#### Instruction A
Answer these questions using the forum thread below:
(i) How old does the person who started the thread say they are?
(ii) Which free system does Brian call great?
(iii) What does Teksu ask if a thread somewhere tells people how to do?

━━ Passage shown ━━

# (HELP)Trying to become a dev!



## xxaimbkstarxx (Jan 12, 2012)

OK so I am new. I'm 14 and I'm trying to become a dev so I can make my own rooms and possibly if I get talented enough make my Own OS. Please help.


----------



## Pope of Eruke (Jun 12, 2011)

OP, your enthusiasm is great, but unfortunately it is not that simple. http://www.codecademy.com/#!/exercises/0 That is a website that could help you start learning to code, but it will take a lot of work to become able to make a ROM. Also, the Android OS has been made by thousands of very talented people and something like that cannot be done by a single person.


----------



## iNate71 (Dec 28, 2011)

Most of these ROM developers you see didn't become Gods overnight. It has taken them years of learning to create what they do. Some have actual degrees in programming, some pick it up as a hobby.

Not to discourage you. Good luck, but really, wait till you're older.

Sent from my GNexus


----------



## Droidx316 (Jun 21, 2011)

xxaimbkstarxx said:


> OK so I am new. I'm 14 and I'm trying to become a dev so I can make my own rooms and possibly if I get talented enough make my Own OS. Please help.


 well this sounds like you want to become a interior decorator cause you want to make rooms.
Seriously though I wish you luck in finding information. the more devs the better.

Sent from my GalaxyNexus using Tapatalk


----------



## Burncycle (Aug 6, 2011)

iNate71 said:


> Most of these ROM developers you see didn't become Gods overnight. It has taken them years of learning to create what they do. Some have actual degrees in programming, some pick it up as a hobby.
> 
> Not to discourage you. Good luck, but really, wait till you're older.
> 
> Sent from my GNexus


Definitely agree. Take a programming class or two and see if you're into it. I know there is know way in hell I could learn much more programming than I already know and study engineering and japanese. My brain would EXPLODE.
Sent from my Galaxy Nexus using Tapatalk


----------



## Teksu (Aug 23, 2011)

Pope of Eruke said:


> OP, your enthusiasm is great, but unfortunately it is not that simple. http://www.codecadem.../#!/exercises/0 That is a website that could help you start learning to code, but it will take a lot of work to become able to make a ROM. Also, the Android OS has been made by thousands of very talented people and something like that cannot be done by a single person.


Great link, i know i would like to know more java and general coding.

how about more useful resources and less "you cant do that"

Isnt there a thread somewhere telling people how to compile cm9?


----------



## bowtieduece (Aug 3, 2011)

From the man himself, if your serious.

http://forum.xda-developers.com/showthread.php?t=667298

Sent from my Galaxy Nexus using Tapatalk


----------



## Brian (Jun 7, 2011)

Don't bash the kid if he wants to start deving. You have to start at some point, and now is as good as time as ever. I have looked into (as i'm sure a lot of us have) and it is difficult, but go ahead and start man. Start looking at programming and learn linux. Ubuntu is great and free. Good luck

Sent from my Gnex


----------



## Spartan051xKurtA (Jul 31, 2011)

You are the future start reading.

Sent from my Galaxy Nexus using Tapatalk


----------



## youneek (Jul 25, 2011)

━━━

#### Instruction B
Retype the records word for word, starting with the line that contains "formatted like [32,469]." and ending with the last line of the records, both included.

━━ Extracted entries ━━

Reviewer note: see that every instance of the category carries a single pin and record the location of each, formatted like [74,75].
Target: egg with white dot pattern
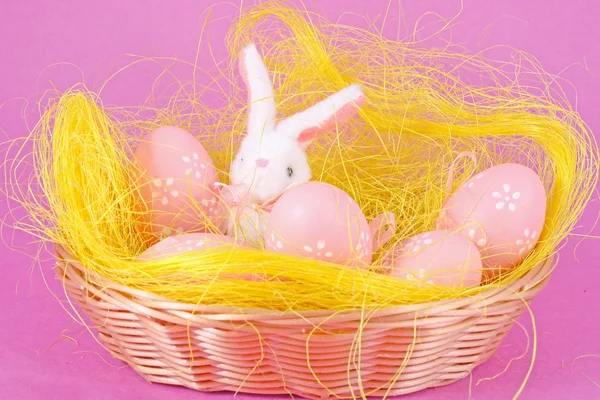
[177,178]
[438,257]
[319,221]
[502,211]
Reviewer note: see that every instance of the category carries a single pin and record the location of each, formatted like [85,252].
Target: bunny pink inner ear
[341,116]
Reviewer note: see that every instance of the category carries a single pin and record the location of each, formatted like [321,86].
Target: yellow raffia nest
[419,115]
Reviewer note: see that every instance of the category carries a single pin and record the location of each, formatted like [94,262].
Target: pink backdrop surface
[44,44]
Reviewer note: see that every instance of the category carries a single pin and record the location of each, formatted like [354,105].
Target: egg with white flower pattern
[319,221]
[177,178]
[438,257]
[502,210]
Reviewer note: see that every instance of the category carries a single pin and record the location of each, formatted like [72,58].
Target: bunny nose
[262,162]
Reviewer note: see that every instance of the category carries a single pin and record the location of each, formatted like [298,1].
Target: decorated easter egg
[177,183]
[502,211]
[188,242]
[438,257]
[319,221]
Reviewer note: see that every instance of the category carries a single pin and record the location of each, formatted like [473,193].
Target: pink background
[36,362]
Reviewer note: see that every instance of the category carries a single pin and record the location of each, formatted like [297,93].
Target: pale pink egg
[188,242]
[502,211]
[319,221]
[439,257]
[178,178]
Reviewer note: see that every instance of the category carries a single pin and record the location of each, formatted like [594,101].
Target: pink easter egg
[319,221]
[437,257]
[178,178]
[187,242]
[502,211]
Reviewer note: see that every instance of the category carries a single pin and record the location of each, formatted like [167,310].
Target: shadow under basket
[211,348]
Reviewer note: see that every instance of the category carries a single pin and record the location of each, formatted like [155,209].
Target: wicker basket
[266,352]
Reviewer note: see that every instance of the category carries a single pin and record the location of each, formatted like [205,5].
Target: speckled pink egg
[319,221]
[439,257]
[187,242]
[502,211]
[178,178]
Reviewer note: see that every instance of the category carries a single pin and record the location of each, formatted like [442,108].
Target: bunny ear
[261,113]
[324,116]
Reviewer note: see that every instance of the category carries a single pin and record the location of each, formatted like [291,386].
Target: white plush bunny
[272,157]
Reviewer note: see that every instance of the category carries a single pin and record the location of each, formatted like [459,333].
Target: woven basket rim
[529,281]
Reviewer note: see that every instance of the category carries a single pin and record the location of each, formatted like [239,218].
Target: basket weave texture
[212,348]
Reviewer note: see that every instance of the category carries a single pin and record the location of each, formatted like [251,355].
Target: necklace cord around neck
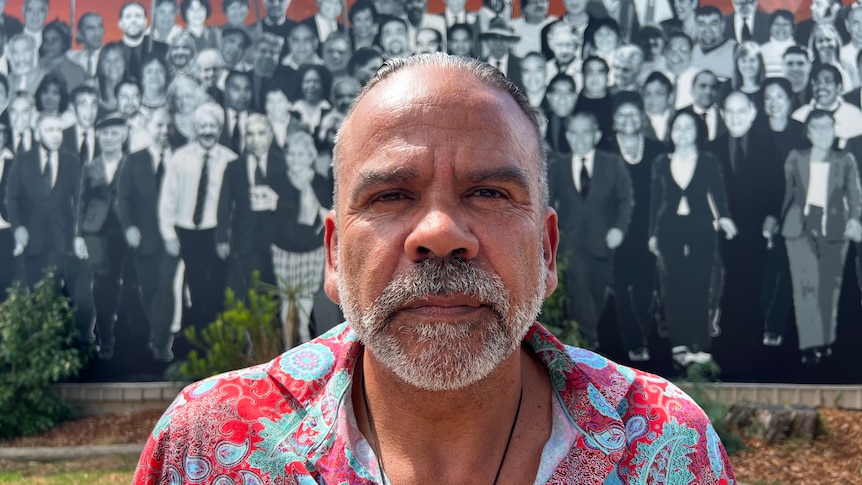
[376,449]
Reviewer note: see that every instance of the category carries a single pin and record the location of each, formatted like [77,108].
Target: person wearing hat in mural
[498,40]
[98,235]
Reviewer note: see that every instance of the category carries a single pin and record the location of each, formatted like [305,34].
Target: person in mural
[41,197]
[99,236]
[687,206]
[415,256]
[305,197]
[591,190]
[634,266]
[138,204]
[188,212]
[820,216]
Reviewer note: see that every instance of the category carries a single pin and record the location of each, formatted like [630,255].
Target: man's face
[336,54]
[677,54]
[51,132]
[363,24]
[236,13]
[159,127]
[561,98]
[709,30]
[207,130]
[232,47]
[821,133]
[705,90]
[393,38]
[745,8]
[435,291]
[258,138]
[129,99]
[460,43]
[111,138]
[22,55]
[20,114]
[533,74]
[825,88]
[738,114]
[35,12]
[303,43]
[86,109]
[238,93]
[164,16]
[427,41]
[582,134]
[797,68]
[133,21]
[275,9]
[92,31]
[343,95]
[657,98]
[329,9]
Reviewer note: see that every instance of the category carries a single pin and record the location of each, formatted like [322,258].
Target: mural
[703,158]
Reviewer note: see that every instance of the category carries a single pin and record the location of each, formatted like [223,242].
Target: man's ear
[550,243]
[330,242]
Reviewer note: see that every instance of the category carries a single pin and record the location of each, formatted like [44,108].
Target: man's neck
[458,432]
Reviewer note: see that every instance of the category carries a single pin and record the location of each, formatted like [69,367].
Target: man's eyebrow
[369,179]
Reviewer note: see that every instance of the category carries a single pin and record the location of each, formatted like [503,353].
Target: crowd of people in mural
[698,159]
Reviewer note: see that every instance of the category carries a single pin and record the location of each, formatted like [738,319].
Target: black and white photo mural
[704,160]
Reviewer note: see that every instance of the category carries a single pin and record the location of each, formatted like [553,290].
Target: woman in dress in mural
[304,198]
[687,206]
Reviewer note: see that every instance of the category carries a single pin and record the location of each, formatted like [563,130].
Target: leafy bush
[243,334]
[37,335]
[553,315]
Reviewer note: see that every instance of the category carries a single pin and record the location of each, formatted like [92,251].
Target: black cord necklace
[376,448]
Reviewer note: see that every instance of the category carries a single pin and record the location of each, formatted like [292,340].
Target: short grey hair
[482,71]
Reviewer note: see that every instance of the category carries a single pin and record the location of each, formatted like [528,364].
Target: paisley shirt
[284,422]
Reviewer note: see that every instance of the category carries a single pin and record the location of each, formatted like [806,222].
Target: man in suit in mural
[592,192]
[41,197]
[820,215]
[138,202]
[98,235]
[246,208]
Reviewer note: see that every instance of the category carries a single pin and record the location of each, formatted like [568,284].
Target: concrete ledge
[68,452]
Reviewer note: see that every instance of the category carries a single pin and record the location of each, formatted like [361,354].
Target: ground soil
[834,458]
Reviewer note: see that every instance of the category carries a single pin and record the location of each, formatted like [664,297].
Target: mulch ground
[833,458]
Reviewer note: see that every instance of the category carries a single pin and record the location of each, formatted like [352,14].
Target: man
[41,197]
[753,176]
[276,22]
[592,192]
[796,64]
[138,204]
[91,34]
[714,50]
[99,237]
[704,91]
[439,302]
[188,206]
[826,88]
[747,23]
[246,208]
[34,13]
[238,98]
[499,39]
[81,138]
[136,43]
[22,112]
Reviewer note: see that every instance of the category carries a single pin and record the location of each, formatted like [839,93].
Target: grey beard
[443,356]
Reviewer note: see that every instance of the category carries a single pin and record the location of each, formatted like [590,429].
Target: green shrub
[37,335]
[243,334]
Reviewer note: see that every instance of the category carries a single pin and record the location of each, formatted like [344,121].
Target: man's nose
[442,232]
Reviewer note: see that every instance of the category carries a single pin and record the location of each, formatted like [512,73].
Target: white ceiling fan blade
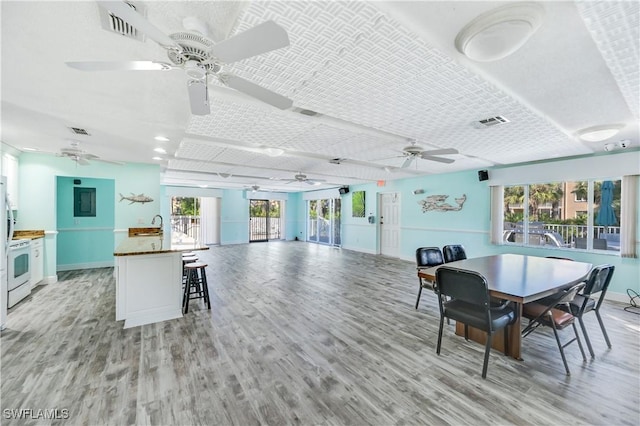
[256,91]
[129,15]
[120,66]
[260,39]
[407,162]
[438,159]
[198,97]
[444,151]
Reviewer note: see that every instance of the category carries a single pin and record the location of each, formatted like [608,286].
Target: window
[84,202]
[553,215]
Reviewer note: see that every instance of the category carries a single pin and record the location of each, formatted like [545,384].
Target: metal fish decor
[140,198]
[437,203]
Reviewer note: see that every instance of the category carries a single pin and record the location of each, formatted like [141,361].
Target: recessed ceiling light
[273,152]
[599,133]
[499,32]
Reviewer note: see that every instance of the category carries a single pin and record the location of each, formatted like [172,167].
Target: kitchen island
[148,271]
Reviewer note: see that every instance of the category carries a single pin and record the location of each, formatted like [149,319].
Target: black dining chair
[584,302]
[469,304]
[453,252]
[427,257]
[545,312]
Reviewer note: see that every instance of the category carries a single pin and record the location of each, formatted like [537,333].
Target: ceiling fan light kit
[500,32]
[198,56]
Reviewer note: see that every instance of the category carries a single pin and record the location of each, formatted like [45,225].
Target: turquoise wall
[469,226]
[37,193]
[85,241]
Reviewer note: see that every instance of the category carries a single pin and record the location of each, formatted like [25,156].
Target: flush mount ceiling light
[599,133]
[499,32]
[273,152]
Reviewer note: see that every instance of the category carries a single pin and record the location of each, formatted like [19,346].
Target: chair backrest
[453,253]
[428,256]
[598,280]
[598,243]
[562,297]
[468,286]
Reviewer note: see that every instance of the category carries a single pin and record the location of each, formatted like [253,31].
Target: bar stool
[187,258]
[196,285]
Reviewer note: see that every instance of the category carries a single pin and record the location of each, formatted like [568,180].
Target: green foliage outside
[185,206]
[552,193]
[358,204]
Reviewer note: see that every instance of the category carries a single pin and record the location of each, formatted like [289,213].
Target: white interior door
[390,224]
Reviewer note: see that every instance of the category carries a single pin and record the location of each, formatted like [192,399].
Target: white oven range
[18,270]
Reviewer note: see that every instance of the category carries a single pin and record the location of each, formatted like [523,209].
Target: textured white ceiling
[378,73]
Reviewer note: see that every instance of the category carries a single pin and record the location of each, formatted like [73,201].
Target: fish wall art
[437,203]
[140,198]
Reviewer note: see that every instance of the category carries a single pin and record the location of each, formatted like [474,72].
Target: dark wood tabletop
[519,278]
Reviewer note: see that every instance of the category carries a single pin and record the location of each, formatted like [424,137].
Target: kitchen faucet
[153,221]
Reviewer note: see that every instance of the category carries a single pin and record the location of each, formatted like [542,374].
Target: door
[390,224]
[323,221]
[258,220]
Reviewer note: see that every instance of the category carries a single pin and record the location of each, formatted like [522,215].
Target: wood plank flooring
[299,334]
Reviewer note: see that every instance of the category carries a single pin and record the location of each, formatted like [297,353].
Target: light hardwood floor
[299,334]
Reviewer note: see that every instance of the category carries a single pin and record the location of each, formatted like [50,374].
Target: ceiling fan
[303,178]
[198,56]
[81,156]
[414,151]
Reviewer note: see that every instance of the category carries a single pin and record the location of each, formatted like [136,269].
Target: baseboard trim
[88,265]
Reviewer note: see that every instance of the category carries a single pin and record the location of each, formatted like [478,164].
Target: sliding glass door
[323,221]
[265,220]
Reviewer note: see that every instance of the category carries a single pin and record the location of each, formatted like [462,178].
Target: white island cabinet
[148,281]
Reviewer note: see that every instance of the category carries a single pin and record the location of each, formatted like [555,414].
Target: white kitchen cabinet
[37,261]
[10,170]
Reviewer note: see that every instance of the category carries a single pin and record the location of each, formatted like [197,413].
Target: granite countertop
[153,245]
[28,234]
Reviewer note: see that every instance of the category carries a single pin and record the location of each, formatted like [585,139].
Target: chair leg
[419,293]
[440,334]
[586,337]
[604,332]
[487,350]
[575,330]
[564,359]
[507,350]
[205,288]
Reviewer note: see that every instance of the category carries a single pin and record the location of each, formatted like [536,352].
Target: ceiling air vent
[307,112]
[79,131]
[113,23]
[490,122]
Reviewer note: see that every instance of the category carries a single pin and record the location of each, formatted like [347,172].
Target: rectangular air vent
[492,121]
[79,131]
[113,23]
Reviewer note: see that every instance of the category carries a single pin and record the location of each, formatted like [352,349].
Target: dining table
[517,278]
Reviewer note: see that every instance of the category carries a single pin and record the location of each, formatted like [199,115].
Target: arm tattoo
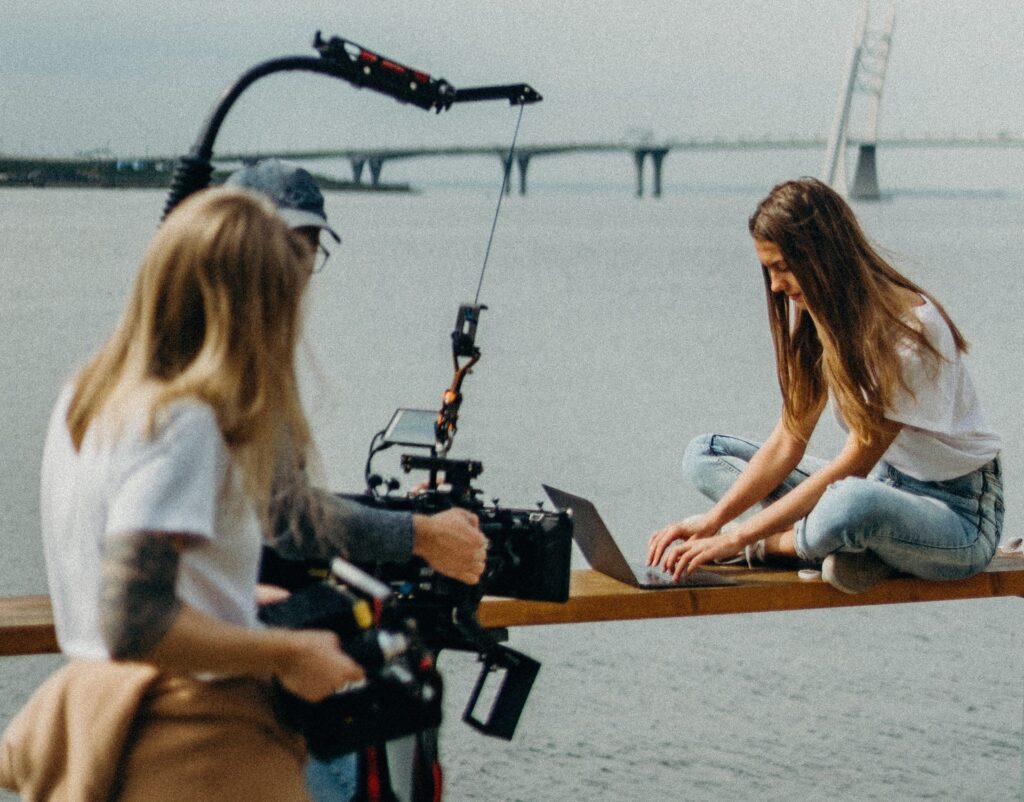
[137,602]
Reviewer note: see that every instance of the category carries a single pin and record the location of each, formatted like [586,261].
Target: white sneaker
[854,572]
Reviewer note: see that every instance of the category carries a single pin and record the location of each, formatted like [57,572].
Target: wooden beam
[27,623]
[596,597]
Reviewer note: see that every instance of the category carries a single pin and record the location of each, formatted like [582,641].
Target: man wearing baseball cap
[451,541]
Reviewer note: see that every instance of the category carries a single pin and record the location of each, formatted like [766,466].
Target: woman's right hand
[692,528]
[314,666]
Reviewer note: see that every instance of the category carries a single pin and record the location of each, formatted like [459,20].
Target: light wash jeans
[332,781]
[934,530]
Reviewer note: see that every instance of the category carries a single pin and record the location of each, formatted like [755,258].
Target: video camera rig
[416,611]
[527,558]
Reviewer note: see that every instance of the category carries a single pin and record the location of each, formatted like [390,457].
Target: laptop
[603,553]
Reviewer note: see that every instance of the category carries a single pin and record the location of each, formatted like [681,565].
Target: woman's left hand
[689,555]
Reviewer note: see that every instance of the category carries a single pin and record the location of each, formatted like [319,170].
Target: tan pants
[210,741]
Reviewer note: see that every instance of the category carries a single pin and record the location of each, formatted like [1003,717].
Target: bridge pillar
[865,178]
[507,173]
[656,157]
[523,161]
[639,157]
[376,165]
[357,165]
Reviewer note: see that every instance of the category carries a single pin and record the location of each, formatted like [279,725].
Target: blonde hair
[848,339]
[214,314]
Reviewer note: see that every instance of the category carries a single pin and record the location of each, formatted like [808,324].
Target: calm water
[616,330]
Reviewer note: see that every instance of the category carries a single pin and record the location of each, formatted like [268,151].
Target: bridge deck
[27,625]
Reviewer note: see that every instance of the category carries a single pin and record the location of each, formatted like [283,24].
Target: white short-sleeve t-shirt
[944,432]
[177,480]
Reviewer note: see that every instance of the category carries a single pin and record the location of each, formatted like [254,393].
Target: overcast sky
[140,76]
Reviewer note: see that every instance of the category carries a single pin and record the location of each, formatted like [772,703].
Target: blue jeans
[934,530]
[332,781]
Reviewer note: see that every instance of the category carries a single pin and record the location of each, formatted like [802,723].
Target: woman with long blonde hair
[916,487]
[157,499]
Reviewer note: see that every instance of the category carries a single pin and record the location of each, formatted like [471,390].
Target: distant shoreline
[139,174]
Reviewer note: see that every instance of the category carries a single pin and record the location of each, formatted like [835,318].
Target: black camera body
[402,691]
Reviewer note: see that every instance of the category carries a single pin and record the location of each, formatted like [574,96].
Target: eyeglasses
[323,254]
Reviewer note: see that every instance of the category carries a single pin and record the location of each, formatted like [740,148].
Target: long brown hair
[214,314]
[847,339]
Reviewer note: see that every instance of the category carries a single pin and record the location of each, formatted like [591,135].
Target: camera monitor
[412,427]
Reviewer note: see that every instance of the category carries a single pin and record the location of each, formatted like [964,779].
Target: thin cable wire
[494,223]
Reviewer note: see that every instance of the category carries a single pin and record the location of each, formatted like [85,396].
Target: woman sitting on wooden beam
[916,486]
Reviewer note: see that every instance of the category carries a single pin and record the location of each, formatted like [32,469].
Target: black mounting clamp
[349,61]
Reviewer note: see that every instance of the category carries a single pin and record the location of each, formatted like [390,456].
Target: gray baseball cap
[292,188]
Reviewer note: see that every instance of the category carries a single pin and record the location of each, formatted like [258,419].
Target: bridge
[859,103]
[640,153]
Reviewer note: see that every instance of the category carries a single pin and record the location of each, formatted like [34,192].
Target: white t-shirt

━━━

#### Right answer A
(i) 14
(ii) Ubuntu
(iii) How to compile cm9

#### Right answer B
Reviewer note: see that every instance of the category carries a single pin and record the location of each, formatted like [32,469].
Target: black mounting clamp
[349,61]
Reviewer note: see that every instance of the category carries a single pin and record the location of each, formatted like [390,456].
Target: gray baseball cap
[292,188]
Reviewer note: see that every instance of the category carries a single pin and record the location of each, formatted like [258,419].
Target: bridge
[859,103]
[640,153]
Reviewer note: see that every instance of the category carries a single pin and record the location of each, formatted like [34,192].
Target: white t-shirt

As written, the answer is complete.